→ Tasks to complete:
1 > List every form of damage the stainless steel passage says the 600 series steels are subject to.
2 > In the stainless steel passage, how much chromium does the basic martensitic alloy contain?
3 > Please edit the stainless steel passage, starting at "The incubation time for crevice" and ending at "is properly addressed.", so that "seawater" becomes "salt water".

→ Reading passage:
____________________

This group of alloys are magnetic and have a martensitic structure. The basic alloy contains 11% chromium and 1% manganese. These Stainless Steel Grades alloys can be hardened by heat treatment but have poor resistance to corrosion. They are subject to both uniform and non-uniform attack in seawater. The incubation time for non-uniform attack in chloride containing environments is very short, often only hours or a few days. Unless protected, using these Stainless Stleel Grades in seawater or other environments where they are susceptible to corrosion is not recommended.  See more on Stainless Steel Corrosion

*Stainless Steel Grades 600 Series.   *

This series of stainless steels grade is commonly referred to as “Precipitation Hardening” stainless steels. These steels can be heat treated to high strength levels. They are subject to crevice corrosion and pitting in chloride containing environments and are also subject to stress corrosion cracking and hydrogen embrittlement.  

The incubation time for crevice corrosion and pitting in seawater is relatively short, often only a few days. The incubation time for stress corrosion cracking can be very short, sometimes measured in hours. 

The use of these Stainless Steel Grade in chloride containing environments is not normally recommended unless they are carefully selected, their heat treatment is carefully specified and controlled, and the effect of pitting and crevice corrosion is properly addressed.


----------

____________________

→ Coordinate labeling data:

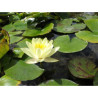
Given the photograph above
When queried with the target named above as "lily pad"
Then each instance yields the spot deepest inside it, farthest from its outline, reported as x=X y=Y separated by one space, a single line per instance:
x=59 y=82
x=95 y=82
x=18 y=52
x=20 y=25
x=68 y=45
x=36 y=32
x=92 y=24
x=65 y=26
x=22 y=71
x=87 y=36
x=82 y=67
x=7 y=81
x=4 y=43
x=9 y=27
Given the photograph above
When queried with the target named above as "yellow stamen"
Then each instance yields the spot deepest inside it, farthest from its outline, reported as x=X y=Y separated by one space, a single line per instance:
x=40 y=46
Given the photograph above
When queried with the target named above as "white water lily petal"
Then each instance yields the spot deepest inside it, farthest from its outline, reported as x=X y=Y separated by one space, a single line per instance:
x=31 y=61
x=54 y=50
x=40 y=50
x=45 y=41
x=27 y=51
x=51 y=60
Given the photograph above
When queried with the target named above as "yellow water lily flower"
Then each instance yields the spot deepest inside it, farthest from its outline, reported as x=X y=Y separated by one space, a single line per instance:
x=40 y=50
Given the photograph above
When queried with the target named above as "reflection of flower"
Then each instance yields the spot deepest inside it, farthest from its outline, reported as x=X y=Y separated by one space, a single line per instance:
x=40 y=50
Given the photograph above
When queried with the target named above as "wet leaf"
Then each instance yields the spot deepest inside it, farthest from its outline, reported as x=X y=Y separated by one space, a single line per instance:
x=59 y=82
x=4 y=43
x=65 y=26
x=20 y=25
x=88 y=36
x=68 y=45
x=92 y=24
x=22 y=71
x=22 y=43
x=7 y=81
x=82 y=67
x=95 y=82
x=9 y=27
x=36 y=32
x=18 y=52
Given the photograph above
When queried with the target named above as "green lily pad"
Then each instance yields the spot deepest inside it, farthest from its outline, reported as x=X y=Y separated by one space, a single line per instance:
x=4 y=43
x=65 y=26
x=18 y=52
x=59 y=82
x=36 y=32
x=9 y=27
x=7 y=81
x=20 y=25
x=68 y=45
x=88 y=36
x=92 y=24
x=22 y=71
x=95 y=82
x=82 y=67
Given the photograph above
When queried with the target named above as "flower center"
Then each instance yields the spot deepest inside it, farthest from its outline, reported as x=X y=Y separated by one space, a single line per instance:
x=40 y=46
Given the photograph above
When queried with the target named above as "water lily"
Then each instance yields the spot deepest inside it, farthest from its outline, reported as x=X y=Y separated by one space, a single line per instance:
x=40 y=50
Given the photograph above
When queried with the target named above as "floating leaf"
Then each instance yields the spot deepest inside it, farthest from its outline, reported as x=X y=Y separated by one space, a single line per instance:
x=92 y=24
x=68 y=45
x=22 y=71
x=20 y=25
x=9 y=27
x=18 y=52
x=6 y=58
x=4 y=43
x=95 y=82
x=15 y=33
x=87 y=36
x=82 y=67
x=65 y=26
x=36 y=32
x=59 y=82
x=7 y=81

____________________

→ Set of answers:
1 > crevice corrosion, pitting, stress corrosion cracking, hydrogen embrittlement

2 > 11%

3 >
The incubation time for crevice corrosion and pitting in salt water is relatively short, often only a few days. The incubation time for stress corrosion cracking can be very short, sometimes measured in hours. 

The use of these Stainless Steel Grade in chloride containing environments is not normally recommended unless they are carefully selected, their heat treatment is carefully specified and controlled, and the effect of pitting and crevice corrosion is properly addressed.